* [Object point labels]
——————

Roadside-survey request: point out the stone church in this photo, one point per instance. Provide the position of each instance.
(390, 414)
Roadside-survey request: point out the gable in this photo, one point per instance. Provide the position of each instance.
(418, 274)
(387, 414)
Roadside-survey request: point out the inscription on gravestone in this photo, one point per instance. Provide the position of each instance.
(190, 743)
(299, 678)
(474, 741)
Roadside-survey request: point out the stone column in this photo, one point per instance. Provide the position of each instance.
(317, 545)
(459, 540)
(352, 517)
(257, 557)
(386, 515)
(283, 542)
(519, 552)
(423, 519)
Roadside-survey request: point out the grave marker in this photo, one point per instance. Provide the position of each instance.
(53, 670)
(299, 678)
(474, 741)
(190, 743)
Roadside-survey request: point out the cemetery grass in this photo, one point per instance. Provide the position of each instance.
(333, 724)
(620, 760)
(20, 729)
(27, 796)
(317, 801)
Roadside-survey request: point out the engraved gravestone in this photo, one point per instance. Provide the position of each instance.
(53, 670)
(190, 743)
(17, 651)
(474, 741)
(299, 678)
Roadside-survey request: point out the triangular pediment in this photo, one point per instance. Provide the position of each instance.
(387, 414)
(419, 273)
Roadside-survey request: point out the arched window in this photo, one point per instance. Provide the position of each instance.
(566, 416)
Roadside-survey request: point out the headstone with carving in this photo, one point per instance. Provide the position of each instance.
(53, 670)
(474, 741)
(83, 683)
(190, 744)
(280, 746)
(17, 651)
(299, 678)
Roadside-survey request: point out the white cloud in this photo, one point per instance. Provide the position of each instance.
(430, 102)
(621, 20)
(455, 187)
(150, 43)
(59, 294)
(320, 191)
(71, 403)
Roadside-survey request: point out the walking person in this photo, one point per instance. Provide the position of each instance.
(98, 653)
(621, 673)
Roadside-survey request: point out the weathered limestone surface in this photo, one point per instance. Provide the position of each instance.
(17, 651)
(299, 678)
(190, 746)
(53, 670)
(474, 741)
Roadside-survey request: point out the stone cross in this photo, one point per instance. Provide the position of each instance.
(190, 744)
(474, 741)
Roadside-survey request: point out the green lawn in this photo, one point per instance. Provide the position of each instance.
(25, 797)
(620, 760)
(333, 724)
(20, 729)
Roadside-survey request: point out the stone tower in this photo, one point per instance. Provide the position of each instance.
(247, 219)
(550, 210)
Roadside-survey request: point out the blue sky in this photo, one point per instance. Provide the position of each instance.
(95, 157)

——————

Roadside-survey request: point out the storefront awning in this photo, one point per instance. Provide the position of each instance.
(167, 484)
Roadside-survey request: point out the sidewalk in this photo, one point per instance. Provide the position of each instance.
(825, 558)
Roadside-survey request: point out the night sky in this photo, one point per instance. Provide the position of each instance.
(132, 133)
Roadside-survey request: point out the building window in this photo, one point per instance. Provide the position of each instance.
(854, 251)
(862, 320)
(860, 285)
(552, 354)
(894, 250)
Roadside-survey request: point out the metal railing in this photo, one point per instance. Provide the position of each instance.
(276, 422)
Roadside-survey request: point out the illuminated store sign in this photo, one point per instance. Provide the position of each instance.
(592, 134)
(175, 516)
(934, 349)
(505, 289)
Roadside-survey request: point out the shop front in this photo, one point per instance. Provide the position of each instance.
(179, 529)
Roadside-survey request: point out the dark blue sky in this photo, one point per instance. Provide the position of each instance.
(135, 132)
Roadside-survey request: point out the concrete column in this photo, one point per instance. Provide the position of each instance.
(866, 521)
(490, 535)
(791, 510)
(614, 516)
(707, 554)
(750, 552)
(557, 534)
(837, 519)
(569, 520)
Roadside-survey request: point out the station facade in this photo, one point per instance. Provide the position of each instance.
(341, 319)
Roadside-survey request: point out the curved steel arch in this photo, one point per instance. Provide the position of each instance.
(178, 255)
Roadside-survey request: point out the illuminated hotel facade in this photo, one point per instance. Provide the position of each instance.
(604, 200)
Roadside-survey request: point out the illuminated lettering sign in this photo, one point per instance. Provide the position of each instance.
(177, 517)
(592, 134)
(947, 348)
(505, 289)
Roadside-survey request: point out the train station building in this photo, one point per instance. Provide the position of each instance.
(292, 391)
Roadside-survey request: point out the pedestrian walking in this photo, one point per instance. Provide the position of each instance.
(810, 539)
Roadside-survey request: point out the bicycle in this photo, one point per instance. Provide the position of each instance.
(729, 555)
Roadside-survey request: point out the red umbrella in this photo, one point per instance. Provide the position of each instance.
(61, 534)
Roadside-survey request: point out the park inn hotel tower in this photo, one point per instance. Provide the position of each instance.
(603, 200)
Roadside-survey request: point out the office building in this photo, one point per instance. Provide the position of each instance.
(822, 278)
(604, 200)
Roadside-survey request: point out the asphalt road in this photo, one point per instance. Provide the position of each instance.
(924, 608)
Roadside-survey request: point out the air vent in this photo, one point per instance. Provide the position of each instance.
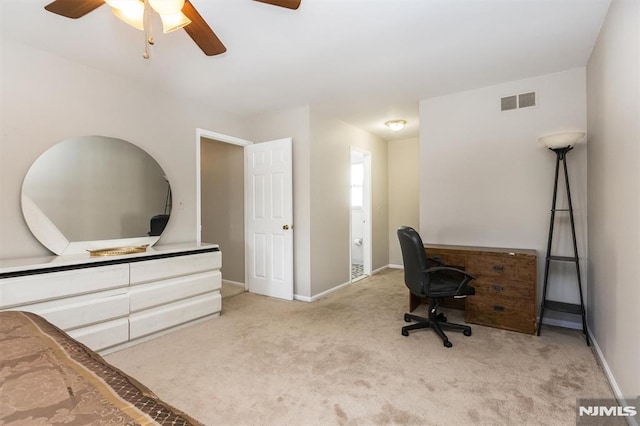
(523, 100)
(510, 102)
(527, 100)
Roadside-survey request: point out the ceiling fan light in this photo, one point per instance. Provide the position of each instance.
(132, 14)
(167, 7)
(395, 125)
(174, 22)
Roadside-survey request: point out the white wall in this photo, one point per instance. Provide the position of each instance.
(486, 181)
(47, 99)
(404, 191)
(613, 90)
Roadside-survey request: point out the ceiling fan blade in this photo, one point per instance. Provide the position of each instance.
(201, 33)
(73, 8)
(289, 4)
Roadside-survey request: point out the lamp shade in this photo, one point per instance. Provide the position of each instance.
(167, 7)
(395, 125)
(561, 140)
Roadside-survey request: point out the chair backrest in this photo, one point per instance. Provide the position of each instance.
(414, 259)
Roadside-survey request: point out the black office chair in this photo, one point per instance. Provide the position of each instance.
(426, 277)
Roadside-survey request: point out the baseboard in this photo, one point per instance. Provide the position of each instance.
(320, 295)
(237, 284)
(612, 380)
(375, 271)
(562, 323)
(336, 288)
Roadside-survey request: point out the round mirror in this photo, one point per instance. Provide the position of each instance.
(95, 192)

——————

How many lines in the rows above contain the string "window"? Give only the number.

* [Worked answer]
2